Extracted records
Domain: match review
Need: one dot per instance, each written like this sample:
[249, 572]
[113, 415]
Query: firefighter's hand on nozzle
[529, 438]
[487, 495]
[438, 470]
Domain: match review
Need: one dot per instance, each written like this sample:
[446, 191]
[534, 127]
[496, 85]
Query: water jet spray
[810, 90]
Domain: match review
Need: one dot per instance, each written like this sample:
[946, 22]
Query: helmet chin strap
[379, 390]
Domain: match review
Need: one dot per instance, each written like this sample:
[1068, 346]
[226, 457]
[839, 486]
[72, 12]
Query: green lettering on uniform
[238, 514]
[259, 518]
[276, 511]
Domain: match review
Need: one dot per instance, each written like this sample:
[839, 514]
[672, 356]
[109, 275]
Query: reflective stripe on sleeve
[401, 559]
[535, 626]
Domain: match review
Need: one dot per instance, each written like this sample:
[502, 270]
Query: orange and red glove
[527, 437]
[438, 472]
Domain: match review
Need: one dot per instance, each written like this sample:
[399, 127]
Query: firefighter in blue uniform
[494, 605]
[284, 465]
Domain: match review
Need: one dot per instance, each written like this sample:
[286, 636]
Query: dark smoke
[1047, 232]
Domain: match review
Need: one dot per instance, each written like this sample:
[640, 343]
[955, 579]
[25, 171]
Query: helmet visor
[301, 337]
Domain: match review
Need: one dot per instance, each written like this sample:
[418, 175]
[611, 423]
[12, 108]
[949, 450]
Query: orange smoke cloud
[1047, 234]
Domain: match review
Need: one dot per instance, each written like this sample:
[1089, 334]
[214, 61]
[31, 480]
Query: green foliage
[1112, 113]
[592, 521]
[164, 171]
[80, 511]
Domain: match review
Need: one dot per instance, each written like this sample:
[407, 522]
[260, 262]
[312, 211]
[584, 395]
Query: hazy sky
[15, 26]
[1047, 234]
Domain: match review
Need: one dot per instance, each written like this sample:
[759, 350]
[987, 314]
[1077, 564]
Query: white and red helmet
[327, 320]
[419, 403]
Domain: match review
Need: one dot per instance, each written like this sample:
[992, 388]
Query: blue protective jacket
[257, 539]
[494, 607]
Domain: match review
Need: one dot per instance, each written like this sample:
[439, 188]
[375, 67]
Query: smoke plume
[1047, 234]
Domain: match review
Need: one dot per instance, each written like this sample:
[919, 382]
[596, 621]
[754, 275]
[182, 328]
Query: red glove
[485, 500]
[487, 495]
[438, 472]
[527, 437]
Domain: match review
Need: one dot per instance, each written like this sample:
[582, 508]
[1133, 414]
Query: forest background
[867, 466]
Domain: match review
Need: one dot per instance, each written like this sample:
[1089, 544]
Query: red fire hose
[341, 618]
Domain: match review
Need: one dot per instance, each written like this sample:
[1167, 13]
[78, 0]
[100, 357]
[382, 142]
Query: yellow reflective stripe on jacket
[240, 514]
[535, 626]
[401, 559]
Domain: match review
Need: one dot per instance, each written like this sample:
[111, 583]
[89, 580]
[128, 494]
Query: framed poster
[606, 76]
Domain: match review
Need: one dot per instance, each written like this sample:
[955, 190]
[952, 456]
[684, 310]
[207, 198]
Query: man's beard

■ **Activity**
In the answer, please give only the lines from the line containing "Query: framed poster" through the final line of the data, copied exactly.

■ **Answer section**
Query: framed poster
[606, 76]
Domain: match review
Need: one dot per instance, each written like this sample:
[955, 190]
[952, 456]
[684, 310]
[207, 198]
Query: man's beard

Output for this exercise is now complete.